> [STUDY TEXT]:
* * * *

The Washington PostDemocracy Dies in Darkness

Sending nurses to work with poor moms helps kids. So why don’t we do more of it?

Only 2 to 3 percent of eligible families get the service.

When nurses coach low-income moms, their babies benefit. (iStock)

A high school senior learns that she’s pregnant — and she’s terrified. But a registered nurse comes to visit her in her home for about an hour each week during pregnancy, and every other week after birth, until the baby turns 2. The nurse advises her what to eat and not to smoke; looks around the house to advise her of any safety concerns; encourages her to read and talk to her baby; and counsels her on nutrition for herself and her baby.

This kind of support, with trained nurses coaching low-income, first-time mothers, is among the most effective interventions ever studied. Researchers have accumulated decades of evidence from randomized controlled trials — the gold standard in social science research — following participants for up to 15 years. They have consistently found that nurse coaches reduce pregnancy complications, pre-term births, infant deaths, child abuse and injury, violent crimes and substance abuse. What’s more, nurse coaches improve language development, and over the long term, cognitive and educational outcomes.

Nurse coaching is a vital tool that addresses both the liberal concern about income inequality and the conservative concern about inequality of opportunity. For fiscal conservatives in particular, nurse coaching sharply reduces long-term government spending on Medicaid, welfare and food stamps. And for advocates of good government, the independent Coalition for Evidence-Based Policy rates nurse coaching as “top tier” — meaning that it yields sizable, sustained effects.

This is why nurse coaching enjoys broad, bipartisan support. President Obama has long advocated for expanded funding for nurse coaching. House Speaker Paul Ryan’s plan to address poverty extols it as evidence-based and effective. And Gov. Nikki Haley (R) is expanding it in South Carolina.

* * * *

> [INFORMATION SHOWN]:
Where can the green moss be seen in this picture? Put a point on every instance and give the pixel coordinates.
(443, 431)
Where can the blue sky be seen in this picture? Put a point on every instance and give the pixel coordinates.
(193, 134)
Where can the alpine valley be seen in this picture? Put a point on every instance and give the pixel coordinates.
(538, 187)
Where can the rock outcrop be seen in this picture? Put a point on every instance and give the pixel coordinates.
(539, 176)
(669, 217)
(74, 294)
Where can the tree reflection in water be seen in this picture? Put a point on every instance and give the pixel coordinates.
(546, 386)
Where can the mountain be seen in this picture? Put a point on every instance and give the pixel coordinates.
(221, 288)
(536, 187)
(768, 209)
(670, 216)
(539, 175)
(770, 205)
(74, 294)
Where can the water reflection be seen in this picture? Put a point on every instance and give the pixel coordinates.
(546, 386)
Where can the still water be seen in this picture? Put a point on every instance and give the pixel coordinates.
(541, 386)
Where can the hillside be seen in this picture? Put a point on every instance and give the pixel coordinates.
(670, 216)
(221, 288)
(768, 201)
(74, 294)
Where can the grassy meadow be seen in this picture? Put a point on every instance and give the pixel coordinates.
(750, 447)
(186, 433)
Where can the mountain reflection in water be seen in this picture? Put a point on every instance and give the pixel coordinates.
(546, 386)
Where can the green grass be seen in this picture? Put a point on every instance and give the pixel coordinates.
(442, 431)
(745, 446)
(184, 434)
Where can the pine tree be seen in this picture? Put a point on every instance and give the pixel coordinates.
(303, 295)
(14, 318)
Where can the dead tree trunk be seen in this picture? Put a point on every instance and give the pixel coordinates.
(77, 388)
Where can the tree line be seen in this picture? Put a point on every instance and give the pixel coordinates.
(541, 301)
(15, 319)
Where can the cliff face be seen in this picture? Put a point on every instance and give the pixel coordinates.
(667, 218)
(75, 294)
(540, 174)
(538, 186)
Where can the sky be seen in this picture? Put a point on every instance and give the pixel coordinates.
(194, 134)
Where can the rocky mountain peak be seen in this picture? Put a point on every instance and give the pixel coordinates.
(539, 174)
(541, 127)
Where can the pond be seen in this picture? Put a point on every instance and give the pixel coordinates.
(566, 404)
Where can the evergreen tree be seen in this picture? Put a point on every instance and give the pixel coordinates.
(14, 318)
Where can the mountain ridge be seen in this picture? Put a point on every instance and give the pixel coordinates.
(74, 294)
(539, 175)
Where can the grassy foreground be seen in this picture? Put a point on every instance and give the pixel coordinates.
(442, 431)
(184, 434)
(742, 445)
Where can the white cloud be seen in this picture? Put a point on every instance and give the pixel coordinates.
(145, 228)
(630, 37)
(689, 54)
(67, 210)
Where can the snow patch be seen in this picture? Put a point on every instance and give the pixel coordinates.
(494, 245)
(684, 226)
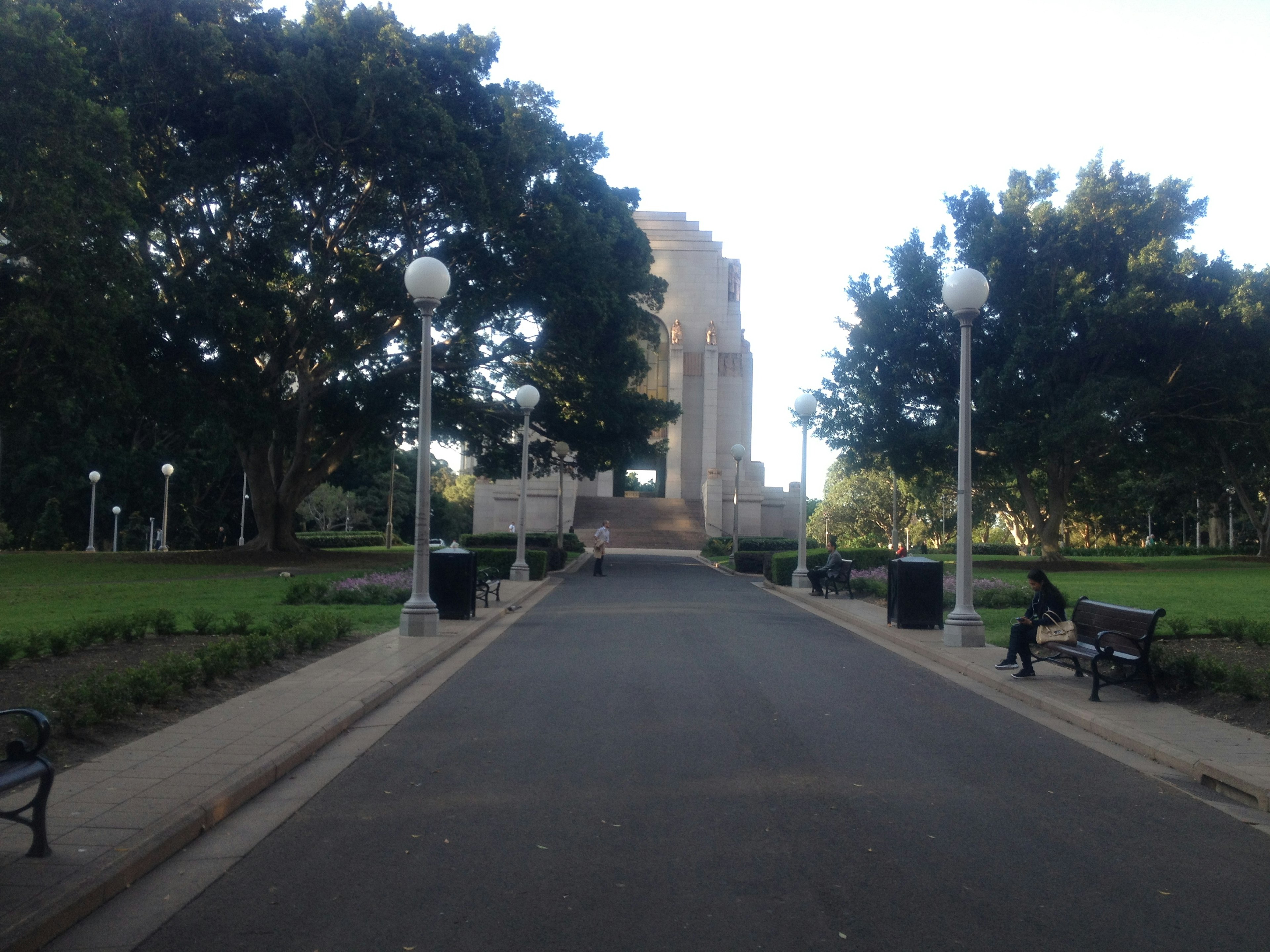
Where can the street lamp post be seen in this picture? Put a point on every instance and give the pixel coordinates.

* * * *

> [PARTS OF THE EXERCISE]:
(1) Answer these questions from the nurse-coaching article.
(a) What share of eligible families get the service?
(b) For up to how many years have researchers followed participants?
(c) Which governor is expanding nurse coaching, and in what state?
(2) Write out the part of the nurse-coaching article starting at "Sending nurses to" and ending at "and her baby.", replacing "registered nurse" with "trained nurse".
The entries have nothing to do with what comes next.

> [SOLVED PROBLEMS]:
(1)
(a) Only 2 to 3 percent.
(b) Up to 15 years.
(c) Gov. Nikki Haley, in South Carolina.

(2)
Sending nurses to work with poor moms helps kids. So why don’t we do more of it?

Only 2 to 3 percent of eligible families get the service.

When nurses coach low-income moms, their babies benefit. (iStock)

A high school senior learns that she’s pregnant — and she’s terrified. But a trained nurse comes to visit her in her home for about an hour each week during pregnancy, and every other week after birth, until the baby turns 2. The nurse advises her what to eat and not to smoke; looks around the house to advise her of any safety concerns; encourages her to read and talk to her baby; and counsels her on nutrition for herself and her baby.